Box annotations for photos
* BEGIN *

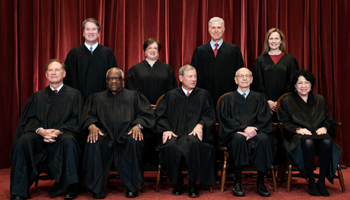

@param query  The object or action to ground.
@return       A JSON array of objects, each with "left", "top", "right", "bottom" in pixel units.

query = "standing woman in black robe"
[
  {"left": 126, "top": 38, "right": 177, "bottom": 163},
  {"left": 278, "top": 70, "right": 341, "bottom": 196},
  {"left": 252, "top": 28, "right": 299, "bottom": 117}
]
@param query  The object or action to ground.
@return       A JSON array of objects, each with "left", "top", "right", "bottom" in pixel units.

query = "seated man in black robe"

* END *

__DIRECTIVE__
Copy the records above exactly. The pictures are not part of the copy.

__RESPONSE TO THE TASK__
@param query  The object or action to ground.
@return       A JSON array of objects, each with "left", "top", "right", "bottom" in pixel units.

query = "standing woman in black robe"
[
  {"left": 126, "top": 38, "right": 177, "bottom": 163},
  {"left": 278, "top": 70, "right": 341, "bottom": 196},
  {"left": 252, "top": 28, "right": 299, "bottom": 117}
]
@param query  The object or action to ground.
@return       A JSON array of objects, each with "left", "top", "right", "bottom" in pixel units.

query = "seated man in black robe"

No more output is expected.